* _WRITTEN INSTRUCTION_:
Repeat word for word the stretch of items below, from the line containing "Where can you see the red" through the final line.

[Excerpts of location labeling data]

## begin

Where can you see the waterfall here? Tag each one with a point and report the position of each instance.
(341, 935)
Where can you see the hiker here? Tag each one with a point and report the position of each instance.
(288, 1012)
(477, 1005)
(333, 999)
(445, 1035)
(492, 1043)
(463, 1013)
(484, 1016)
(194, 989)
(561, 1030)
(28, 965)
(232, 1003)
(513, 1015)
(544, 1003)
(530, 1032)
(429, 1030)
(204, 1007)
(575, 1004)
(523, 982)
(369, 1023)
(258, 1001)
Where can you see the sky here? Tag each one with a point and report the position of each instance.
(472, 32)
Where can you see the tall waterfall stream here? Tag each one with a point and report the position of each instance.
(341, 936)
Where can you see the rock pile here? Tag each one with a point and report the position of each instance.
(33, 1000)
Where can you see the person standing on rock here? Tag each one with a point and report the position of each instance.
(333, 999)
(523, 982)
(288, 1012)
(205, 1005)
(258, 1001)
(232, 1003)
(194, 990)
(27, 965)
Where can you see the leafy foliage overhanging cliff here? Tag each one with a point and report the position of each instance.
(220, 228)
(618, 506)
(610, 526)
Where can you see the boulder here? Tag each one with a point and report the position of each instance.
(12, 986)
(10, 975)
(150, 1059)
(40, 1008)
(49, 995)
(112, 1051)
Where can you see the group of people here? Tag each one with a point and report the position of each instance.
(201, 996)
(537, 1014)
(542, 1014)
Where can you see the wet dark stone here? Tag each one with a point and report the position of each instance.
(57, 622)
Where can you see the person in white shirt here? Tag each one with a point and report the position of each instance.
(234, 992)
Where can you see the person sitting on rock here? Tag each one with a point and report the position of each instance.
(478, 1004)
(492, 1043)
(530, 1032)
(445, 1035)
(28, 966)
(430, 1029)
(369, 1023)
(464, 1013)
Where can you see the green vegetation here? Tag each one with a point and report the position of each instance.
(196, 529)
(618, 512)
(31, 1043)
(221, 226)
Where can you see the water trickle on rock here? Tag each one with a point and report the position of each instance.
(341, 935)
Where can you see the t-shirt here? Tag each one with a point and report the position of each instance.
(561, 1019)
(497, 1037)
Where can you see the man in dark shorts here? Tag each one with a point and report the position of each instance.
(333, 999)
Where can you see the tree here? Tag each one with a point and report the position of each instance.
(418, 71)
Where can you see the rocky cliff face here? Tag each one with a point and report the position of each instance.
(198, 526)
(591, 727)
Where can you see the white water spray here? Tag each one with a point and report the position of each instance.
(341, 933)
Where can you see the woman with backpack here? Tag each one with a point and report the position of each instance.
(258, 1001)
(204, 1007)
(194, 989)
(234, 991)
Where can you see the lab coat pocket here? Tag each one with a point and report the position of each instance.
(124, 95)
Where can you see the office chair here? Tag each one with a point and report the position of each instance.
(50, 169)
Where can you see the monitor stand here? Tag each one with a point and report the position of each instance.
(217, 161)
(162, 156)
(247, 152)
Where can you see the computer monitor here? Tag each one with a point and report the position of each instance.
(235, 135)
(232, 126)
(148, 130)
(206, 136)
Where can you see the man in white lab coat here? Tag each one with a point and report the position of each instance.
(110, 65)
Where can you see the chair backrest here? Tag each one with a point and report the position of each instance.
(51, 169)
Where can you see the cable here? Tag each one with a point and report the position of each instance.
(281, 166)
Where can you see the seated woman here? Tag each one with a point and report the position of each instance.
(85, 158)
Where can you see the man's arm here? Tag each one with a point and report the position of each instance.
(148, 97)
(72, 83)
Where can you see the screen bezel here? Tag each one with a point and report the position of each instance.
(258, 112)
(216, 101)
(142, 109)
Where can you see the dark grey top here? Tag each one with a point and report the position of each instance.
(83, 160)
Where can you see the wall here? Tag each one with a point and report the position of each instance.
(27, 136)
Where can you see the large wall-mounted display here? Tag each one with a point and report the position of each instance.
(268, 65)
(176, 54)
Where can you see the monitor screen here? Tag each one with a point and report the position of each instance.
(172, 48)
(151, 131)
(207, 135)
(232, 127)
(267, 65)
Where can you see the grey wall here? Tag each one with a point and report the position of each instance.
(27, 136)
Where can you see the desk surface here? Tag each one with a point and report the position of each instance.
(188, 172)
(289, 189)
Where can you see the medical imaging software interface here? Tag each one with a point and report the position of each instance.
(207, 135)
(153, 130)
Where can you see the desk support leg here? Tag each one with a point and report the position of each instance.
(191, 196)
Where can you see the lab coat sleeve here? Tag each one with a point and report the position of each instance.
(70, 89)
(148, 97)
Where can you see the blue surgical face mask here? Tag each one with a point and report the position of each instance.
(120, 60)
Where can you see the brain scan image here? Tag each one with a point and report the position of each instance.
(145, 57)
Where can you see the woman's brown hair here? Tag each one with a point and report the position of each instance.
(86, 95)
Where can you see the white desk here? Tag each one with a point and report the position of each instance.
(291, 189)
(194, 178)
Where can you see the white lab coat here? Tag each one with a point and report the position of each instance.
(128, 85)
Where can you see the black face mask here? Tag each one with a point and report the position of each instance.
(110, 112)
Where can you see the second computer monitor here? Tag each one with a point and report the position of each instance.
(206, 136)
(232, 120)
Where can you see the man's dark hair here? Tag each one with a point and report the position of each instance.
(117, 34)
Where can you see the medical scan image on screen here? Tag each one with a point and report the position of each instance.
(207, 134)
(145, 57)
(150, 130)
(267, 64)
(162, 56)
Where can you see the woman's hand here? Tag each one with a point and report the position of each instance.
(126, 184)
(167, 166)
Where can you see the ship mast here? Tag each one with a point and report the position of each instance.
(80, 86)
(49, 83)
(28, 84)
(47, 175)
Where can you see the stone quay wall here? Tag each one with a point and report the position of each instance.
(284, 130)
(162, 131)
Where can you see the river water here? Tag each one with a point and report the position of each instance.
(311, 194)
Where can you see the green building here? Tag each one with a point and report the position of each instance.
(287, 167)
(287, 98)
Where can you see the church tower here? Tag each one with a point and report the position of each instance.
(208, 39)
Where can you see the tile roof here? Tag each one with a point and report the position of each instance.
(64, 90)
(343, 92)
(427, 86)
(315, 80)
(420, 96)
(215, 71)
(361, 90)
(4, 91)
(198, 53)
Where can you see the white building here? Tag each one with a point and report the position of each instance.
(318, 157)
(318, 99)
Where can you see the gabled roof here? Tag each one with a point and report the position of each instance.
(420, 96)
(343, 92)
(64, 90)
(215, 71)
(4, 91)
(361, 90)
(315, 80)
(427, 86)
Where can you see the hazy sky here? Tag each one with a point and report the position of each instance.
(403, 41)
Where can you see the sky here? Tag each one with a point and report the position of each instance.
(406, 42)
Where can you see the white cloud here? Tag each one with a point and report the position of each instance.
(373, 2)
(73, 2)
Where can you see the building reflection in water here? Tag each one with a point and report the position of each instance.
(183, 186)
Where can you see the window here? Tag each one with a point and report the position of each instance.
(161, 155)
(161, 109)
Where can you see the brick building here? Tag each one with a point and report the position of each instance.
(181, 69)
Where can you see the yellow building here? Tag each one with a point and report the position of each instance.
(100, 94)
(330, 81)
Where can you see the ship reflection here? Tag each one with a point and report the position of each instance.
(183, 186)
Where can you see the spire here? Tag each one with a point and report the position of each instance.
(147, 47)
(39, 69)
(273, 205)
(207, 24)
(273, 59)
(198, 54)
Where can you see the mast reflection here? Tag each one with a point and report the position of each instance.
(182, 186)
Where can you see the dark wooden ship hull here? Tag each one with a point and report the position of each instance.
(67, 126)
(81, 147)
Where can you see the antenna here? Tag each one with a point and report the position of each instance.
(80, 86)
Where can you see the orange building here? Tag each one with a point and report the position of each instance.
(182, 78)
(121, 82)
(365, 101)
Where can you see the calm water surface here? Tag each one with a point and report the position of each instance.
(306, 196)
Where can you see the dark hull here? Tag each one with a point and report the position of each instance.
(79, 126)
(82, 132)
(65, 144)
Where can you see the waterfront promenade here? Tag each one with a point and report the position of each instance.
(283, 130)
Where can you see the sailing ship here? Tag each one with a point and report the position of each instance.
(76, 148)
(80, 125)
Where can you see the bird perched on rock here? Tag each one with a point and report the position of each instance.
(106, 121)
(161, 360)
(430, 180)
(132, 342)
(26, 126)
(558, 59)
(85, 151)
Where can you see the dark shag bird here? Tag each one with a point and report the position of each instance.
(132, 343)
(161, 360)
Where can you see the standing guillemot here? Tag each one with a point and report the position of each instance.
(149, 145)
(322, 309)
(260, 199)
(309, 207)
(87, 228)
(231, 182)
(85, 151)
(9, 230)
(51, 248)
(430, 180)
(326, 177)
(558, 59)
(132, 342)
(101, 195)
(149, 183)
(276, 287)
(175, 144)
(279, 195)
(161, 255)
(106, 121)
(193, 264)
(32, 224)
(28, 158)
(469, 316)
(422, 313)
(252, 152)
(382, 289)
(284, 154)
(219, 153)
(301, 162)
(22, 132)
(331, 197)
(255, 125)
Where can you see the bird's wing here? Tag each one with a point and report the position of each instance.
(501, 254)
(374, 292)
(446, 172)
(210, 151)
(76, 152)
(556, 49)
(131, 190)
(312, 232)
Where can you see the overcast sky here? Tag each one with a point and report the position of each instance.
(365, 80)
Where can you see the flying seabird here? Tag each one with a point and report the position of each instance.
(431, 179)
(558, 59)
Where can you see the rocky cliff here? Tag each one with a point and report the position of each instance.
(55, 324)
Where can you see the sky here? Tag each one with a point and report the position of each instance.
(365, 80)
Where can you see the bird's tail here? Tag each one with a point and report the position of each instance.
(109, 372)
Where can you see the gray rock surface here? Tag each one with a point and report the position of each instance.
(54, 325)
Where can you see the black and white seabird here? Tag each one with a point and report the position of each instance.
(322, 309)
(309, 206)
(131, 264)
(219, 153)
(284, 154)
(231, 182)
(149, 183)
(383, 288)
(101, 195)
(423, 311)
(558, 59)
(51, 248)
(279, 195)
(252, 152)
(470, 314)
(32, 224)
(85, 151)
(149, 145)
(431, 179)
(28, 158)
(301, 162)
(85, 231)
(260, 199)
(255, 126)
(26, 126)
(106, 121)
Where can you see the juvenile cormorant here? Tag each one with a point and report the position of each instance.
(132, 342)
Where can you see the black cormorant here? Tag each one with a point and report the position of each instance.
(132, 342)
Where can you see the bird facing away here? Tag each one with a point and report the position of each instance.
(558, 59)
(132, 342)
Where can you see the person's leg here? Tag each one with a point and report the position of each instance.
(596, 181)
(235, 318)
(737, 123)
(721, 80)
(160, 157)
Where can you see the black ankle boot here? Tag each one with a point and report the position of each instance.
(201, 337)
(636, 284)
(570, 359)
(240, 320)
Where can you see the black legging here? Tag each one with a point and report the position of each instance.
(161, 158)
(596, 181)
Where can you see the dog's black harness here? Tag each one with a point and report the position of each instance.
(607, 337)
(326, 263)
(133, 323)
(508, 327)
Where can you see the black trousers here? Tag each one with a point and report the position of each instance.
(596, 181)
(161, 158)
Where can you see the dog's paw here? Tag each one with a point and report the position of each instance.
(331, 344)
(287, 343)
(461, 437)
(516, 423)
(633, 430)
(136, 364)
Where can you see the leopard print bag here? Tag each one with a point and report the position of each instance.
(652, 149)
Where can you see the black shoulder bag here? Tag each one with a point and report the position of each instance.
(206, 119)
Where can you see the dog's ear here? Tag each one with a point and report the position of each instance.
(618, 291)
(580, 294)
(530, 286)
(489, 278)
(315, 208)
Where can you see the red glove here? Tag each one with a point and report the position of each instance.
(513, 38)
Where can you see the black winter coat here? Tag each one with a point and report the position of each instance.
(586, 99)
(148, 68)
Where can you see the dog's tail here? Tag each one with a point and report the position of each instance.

## end

* _FULL ANSWER_:
Where can you see the red glove here? Tag each one with a point and report the position of each instance.
(513, 38)
Where can you see the black winter coat here? Tag each one with a point and report the position of each instance.
(586, 99)
(148, 68)
Where can you see the dog's tail here? Tag each one with a point and report the position of each instance.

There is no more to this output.